• EXERCISE PROMPT: Transcribe all of the records precisely as they are presented.

• EXTRACTED RECORDS:
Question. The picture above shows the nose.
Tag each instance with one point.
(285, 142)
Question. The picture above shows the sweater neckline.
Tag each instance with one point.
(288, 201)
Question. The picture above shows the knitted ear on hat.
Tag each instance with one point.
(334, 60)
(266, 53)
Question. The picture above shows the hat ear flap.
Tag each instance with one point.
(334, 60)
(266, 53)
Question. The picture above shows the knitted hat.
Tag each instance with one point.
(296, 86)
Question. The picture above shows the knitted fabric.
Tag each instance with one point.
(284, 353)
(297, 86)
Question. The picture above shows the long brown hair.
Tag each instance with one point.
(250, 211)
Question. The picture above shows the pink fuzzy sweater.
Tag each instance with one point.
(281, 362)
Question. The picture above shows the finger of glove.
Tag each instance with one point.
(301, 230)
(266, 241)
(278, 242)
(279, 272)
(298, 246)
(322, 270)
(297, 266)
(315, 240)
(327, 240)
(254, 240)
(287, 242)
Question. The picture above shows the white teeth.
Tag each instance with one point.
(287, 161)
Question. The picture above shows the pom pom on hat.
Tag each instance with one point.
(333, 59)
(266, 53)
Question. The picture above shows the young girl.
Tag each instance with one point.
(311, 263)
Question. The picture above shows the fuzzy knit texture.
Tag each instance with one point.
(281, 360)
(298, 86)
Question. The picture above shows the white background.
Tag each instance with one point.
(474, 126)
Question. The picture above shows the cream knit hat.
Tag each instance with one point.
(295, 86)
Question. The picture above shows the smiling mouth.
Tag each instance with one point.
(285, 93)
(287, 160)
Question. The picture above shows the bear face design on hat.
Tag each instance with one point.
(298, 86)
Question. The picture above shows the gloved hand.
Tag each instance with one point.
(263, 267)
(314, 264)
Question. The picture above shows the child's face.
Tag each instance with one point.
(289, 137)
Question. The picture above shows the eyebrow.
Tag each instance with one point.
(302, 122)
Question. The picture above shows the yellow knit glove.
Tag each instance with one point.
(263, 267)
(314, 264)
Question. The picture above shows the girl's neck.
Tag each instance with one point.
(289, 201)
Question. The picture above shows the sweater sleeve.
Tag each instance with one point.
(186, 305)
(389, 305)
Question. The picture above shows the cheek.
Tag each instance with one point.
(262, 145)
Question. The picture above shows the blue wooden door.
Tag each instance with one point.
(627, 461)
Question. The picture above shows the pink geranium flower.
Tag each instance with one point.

• COMPLETE OUTPUT:
Question. The picture above shows the nose.
Tag each instance with one point.
(285, 142)
Question. The picture above shows the sweater neckline.
Tag each instance with one point.
(288, 201)
Question. The picture above shows the knitted ear on hat.
Tag each instance with one point.
(334, 60)
(266, 53)
Question. The picture above shows the hat ear flap.
Tag each instance with one point.
(334, 60)
(266, 53)
Question. The picture above shows the knitted hat.
Tag each instance with one point.
(296, 86)
Question. The picture above shows the knitted fabric.
Tag each instance with one point.
(284, 353)
(297, 86)
Question. The picture above shows the long brown hair.
Tag each instance with one point.
(250, 211)
Question. The picture above shows the pink fuzzy sweater.
Tag each instance with one point.
(281, 362)
Question. The picture above shows the finger of glove.
Tag each instance with one point.
(301, 230)
(266, 241)
(278, 242)
(279, 272)
(298, 246)
(322, 270)
(297, 266)
(315, 240)
(327, 240)
(254, 240)
(287, 242)
Question. The picture above shows the white teeth.
Tag each instance with one point.
(287, 161)
Question. The picture above shows the pom pom on hat.
Tag each instance with one point.
(333, 59)
(266, 53)
Question. The picture above shows the young girl.
Tag each instance with one point.
(311, 263)
Question. The picture above shows the fuzzy knit texture.
Tag each instance with one point.
(281, 360)
(298, 86)
Question. The picture above shows the white background.
Tag each instance with one point.
(474, 126)
Question. The picture above shows the cream knit hat.
Tag each instance with one point.
(295, 86)
Question. The picture above shows the smiling mouth.
Tag each instance with one point.
(285, 93)
(287, 160)
Question. The picture above shows the bear face design on hat.
Tag each instance with one point.
(298, 86)
Question. The picture above shows the gloved hand.
Tag each instance with one point.
(263, 267)
(314, 264)
Question. The picture above shows the child's face.
Tag each instance with one point.
(289, 137)
Question. The picture above shows the eyebrow.
Tag each instance with one point.
(302, 122)
Question. The picture above shows the yellow knit glove.
Tag each instance with one point.
(263, 267)
(314, 264)
Question. The picture above shows the girl's neck.
Tag each instance with one point.
(289, 201)
Question. The picture above shows the sweater sleeve.
Tag each instance with one point.
(186, 305)
(389, 305)
Question. The picture above shows the cheek.
Tag each instance with one point.
(262, 145)
Question. The picture above shows the blue wooden door.
Tag each instance with one point.
(627, 461)
Question. The picture above shows the pink geranium flower.
Tag each instance with one point.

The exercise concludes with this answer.